* Written exercise *
Type out the material below exactly.

Excerpts of pointing data:
+ + +

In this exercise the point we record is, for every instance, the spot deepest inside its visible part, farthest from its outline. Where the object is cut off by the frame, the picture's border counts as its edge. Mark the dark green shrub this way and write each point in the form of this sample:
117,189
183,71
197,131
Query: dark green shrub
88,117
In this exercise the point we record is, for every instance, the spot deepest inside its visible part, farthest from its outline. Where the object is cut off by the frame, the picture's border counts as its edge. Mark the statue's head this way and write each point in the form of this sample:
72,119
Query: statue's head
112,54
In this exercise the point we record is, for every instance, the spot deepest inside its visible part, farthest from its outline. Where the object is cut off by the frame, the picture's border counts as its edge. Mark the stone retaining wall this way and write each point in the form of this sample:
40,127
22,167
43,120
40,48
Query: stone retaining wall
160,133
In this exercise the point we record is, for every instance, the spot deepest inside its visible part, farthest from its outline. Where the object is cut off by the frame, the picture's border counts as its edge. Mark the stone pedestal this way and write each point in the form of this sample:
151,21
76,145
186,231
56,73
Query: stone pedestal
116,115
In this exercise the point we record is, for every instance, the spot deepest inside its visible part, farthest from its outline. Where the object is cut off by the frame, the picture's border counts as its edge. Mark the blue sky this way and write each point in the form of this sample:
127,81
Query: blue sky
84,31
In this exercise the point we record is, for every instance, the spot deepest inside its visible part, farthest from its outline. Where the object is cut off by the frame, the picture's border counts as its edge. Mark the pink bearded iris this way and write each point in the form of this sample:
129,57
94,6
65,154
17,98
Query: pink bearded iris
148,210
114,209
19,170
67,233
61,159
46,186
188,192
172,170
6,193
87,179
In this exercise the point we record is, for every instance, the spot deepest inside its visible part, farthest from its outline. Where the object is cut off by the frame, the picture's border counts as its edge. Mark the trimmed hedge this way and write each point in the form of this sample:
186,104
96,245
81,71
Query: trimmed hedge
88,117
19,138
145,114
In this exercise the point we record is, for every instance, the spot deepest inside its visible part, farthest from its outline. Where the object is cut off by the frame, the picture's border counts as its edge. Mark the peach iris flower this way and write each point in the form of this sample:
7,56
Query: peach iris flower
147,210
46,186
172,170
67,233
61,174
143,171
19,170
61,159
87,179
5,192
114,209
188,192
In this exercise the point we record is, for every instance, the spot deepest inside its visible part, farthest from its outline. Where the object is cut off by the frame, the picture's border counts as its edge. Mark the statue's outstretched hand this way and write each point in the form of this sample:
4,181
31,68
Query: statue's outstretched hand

+ + +

* Exercise solution *
In this exercise the point we record is, for every instance, the spot deepest inside its visible part, farthest from its outline. Where the object is cut off by the frame, the picture's border counts as its edge. Mark the dark green shrub this way and write each point in the form of this sample:
117,189
183,71
197,131
Query: dark green shrub
88,117
In this exercise the point we record is, for every instance, the spot deepest inside its visible part, farthest from its outline. Where the object is cut off by the frame, the picture's border counts as its edge. Mark the statue's head this way and write each point in the form of this sample:
72,119
Query: statue's head
112,54
In this exercise the point we record is, for every instance, the spot deepest inside its visible part, farthest from its outline. Where the object is cut off by the frame, the picture's border counts as its edge. Mark the stone retaining wall this way and write each point in the form of this sample:
40,127
22,167
43,120
40,48
Query: stone retaining wall
160,133
In this exercise the point we record is, for every instance, the spot deepest inside its visible part, farthest from its outline. Where the object is cut off by the frame, the picture's border counts as its edge. Mark the stone pedestal this way and write each point in the form of this sample:
151,21
76,145
186,231
56,73
Query: stone pedestal
116,115
In this exercise the point we record is, for every instance, the spot deepest inside its visible part, farthest from its outline. Where the object is cut off by the frame, the picture's border counts as its edge. Mark the blue sky this way and write each point in the form of this sample:
127,81
Query: blue sky
84,31
In this exercise the point we record is, for every instance, the spot deepest inside its visible part, farthest from its outline. Where the object is cut off by the frame, the picture's border counts as its edge. Mark the pink bearded iris this way and write each point in the form of this sample:
129,57
94,6
65,154
17,98
Query: pink bearded iris
148,210
114,209
19,170
67,233
61,159
46,186
188,192
172,170
6,193
87,179
In this exercise the point we record is, for every instance, the spot deepest inside its visible part, farthest from its outline. Where the object is cut off by the frame, the picture's border counts as its edge. Mark the trimmed hedge this way and write each point in the form of this sample:
186,104
96,245
81,71
Query: trimmed hedge
88,117
19,138
145,114
In this exercise the point we record is, for every instance, the spot deepest inside its visible part, farthest from its outline. Where the object is cut off by the frame, the picture's border counts as its edge. Mark the peach iris flower this way and write each point in the form of this sample:
7,56
Query: peach iris flower
147,210
46,186
172,170
67,233
61,174
143,171
19,170
61,159
87,179
5,192
114,209
188,192
In this exercise the point we record is, for every instance, the spot deepest inside its visible part, farthest from its outline. Where the object is cut off by the frame, the picture's border counts as its edge. Mark the statue's outstretched hand this way and write each point in the form of this sample:
4,181
31,68
Query: statue's outstretched hand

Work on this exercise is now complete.